Problem requirements: Please rewrite all the entries below, substituting "Labeling scope" for each "Annotation scope" and keeping everything else unchanged. Leave the pictures out of your answer.

Entries from a labeling collection:

----------

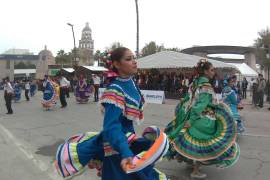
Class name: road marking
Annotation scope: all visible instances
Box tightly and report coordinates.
[242,133,270,138]
[0,123,62,180]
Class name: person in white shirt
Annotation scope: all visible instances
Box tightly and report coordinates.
[93,74,100,102]
[4,77,14,114]
[58,73,70,108]
[24,80,30,101]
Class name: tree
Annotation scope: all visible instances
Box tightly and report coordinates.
[106,42,123,51]
[55,49,72,65]
[254,28,270,67]
[141,41,165,57]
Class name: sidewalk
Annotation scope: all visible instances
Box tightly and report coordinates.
[0,125,51,180]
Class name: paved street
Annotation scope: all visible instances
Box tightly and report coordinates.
[0,92,270,180]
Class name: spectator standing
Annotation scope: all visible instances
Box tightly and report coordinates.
[4,77,14,114]
[58,73,70,108]
[242,77,248,99]
[24,80,30,101]
[257,74,266,108]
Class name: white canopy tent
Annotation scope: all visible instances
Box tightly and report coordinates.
[83,66,108,72]
[227,63,258,77]
[62,68,75,73]
[138,51,236,69]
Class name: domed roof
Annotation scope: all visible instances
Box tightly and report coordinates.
[83,22,92,32]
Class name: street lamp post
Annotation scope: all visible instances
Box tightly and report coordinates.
[135,0,140,57]
[264,45,270,103]
[67,23,78,66]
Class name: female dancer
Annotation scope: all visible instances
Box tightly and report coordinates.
[75,74,92,103]
[55,47,167,180]
[165,59,239,178]
[41,75,59,110]
[222,77,245,133]
[14,81,22,102]
[30,81,37,97]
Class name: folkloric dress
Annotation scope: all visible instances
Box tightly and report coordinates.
[165,77,240,167]
[30,82,37,97]
[75,79,91,103]
[41,80,59,109]
[222,86,244,133]
[55,78,167,180]
[14,83,22,102]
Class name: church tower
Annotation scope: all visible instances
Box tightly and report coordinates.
[79,23,94,65]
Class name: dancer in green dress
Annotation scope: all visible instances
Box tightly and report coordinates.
[165,59,240,178]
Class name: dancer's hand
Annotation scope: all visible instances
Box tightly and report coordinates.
[184,121,190,128]
[121,157,135,171]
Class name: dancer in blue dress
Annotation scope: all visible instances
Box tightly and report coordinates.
[14,81,22,102]
[41,75,59,110]
[30,81,37,97]
[222,76,245,133]
[55,47,169,180]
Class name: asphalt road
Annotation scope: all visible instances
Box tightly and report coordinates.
[0,92,270,180]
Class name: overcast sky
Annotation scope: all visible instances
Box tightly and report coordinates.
[0,0,270,55]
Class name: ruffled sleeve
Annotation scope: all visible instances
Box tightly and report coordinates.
[100,84,125,112]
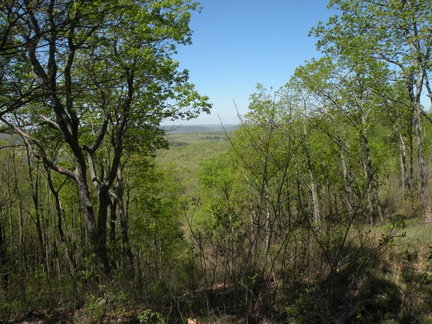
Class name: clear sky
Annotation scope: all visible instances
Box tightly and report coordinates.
[166,0,335,125]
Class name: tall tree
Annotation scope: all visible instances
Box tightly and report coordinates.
[0,0,210,271]
[311,0,432,220]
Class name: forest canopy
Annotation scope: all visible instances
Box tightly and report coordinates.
[0,0,432,323]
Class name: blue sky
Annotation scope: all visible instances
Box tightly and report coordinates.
[167,0,335,125]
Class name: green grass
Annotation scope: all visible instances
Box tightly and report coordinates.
[156,132,231,198]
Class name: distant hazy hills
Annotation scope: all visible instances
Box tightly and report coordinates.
[162,124,240,134]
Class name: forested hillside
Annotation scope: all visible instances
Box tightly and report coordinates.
[0,0,432,324]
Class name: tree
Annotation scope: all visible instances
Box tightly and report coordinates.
[0,0,210,272]
[311,0,432,220]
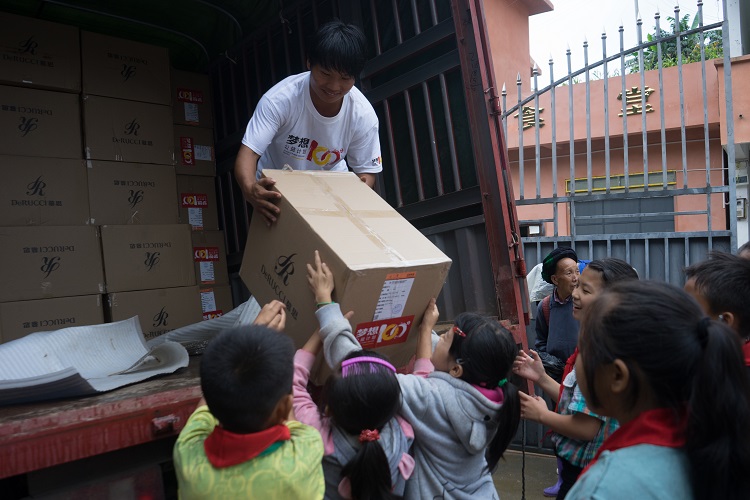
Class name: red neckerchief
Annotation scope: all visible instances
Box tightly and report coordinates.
[579,408,687,477]
[203,425,292,468]
[555,347,578,409]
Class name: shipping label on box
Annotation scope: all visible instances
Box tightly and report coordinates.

----------

Finished exercise:
Class name: road marking
Labeling scope: all visible instances
Box tightly and report coordinates.
[242,133,270,138]
[0,123,62,180]
Class name: person in white shirt
Labeling scope: all visible instances
Box tightly and report coordinates.
[93,74,100,102]
[4,77,14,114]
[58,73,70,108]
[24,80,30,101]
Class name: tree
Labeling scope: all visible instances
Box tightly and report coordinates.
[106,42,123,51]
[55,49,72,65]
[254,28,270,67]
[141,41,165,57]
Class name: sidewalk
Labeling scope: all visible instances
Box tightly and report coordinates.
[0,125,51,180]
Class name: paved street
Labeling scope: all visible instances
Box tightly and report coordinates.
[0,92,270,180]
Class name: spectator standing
Labeling scope: all visible instances
Box tightly and report coordinates.
[4,77,14,114]
[58,73,70,108]
[242,77,248,99]
[24,80,30,101]
[257,74,266,108]
Class name: white canopy tent
Labeling scope: all visible instances
Box tightly and report coordinates.
[83,66,108,72]
[227,63,258,77]
[62,68,75,73]
[138,51,236,69]
Class name: domed roof
Labeling scope: all visible instances
Box tightly and report coordinates.
[83,22,92,32]
Class name: street lamp post
Labeling scope: all visible instances
Box tightly and report coordinates.
[135,0,140,57]
[264,45,270,103]
[67,23,78,66]
Class name: female dancer
Labeling scope: all visible instances
Box tightly and report coordinates.
[75,74,92,103]
[55,47,167,180]
[165,59,239,178]
[41,75,59,110]
[222,77,245,133]
[14,81,22,102]
[30,81,37,97]
Class name: folkloric dress
Labeling scope: all visible instances
Box tightly and report coordinates.
[165,77,240,167]
[30,82,37,97]
[75,79,91,103]
[41,80,59,109]
[222,86,244,133]
[55,78,167,180]
[14,83,22,102]
Class name: church tower
Labeling scope: all visible instances
Box tightly and report coordinates.
[79,23,94,65]
Class name: dancer in green dress
Labeling scope: all visible instances
Box tightly and report coordinates.
[165,59,240,178]
Class name: dancer's hand
Labeling scope: all visible instances
Box tightly and report coordinates.
[184,121,190,128]
[121,157,135,171]
Class name: dancer in blue dress
Labeling scope: all visible instances
Box tightly and report coordinates.
[14,81,22,102]
[41,75,59,110]
[30,81,37,97]
[222,76,245,133]
[55,47,169,180]
Class name: asphalt road
Labeling scope: all visible instances
Box tightly and report coordinates.
[0,92,270,180]
Class name: overcast sky
Labeling scope: all visible instances
Box tightly and report coordinates.
[0,0,270,55]
Class name: ruffled sleeve
Labeling scope: all visible instances
Box tightly and report coordinates.
[100,84,125,112]
Class name: clear sky
Labeling scope: all visible instances
Box tightly and report coordinates.
[166,0,335,125]
Class name: tall tree
Labeling scope: all visible instances
Box tightly and report coordinates.
[0,0,210,271]
[311,0,432,220]
Class name: forest canopy
Labeling scope: all visible instances
Box tightly and report coordinates.
[0,0,432,323]
Class name: blue sky
Labeling scope: all visible instances
Box tightly and report coordinates.
[167,0,335,125]
Class name: green grass
Labeling scope: all visible instances
Box tightly and report coordinates.
[156,132,231,198]
Class name: distant hazy hills
Labeling scope: all visible instances
Box tightly and report coordinates.
[162,124,240,134]
Class name: forested hillside
Labeling scope: all visible instances
Box tightly and report coordinates.
[0,0,432,324]
Class name: tree
Labeling scope: all visible instances
Box tightly and report coordinates.
[0,0,210,272]
[311,0,432,220]
Class name: red neckerchief
Labeling scope: all visible instances
Box tightly and report coordinates.
[579,408,687,477]
[203,425,292,468]
[555,347,578,409]
Class name: shipping label on box
Labeling scope: all visible instances
Box tightly and report coordinates.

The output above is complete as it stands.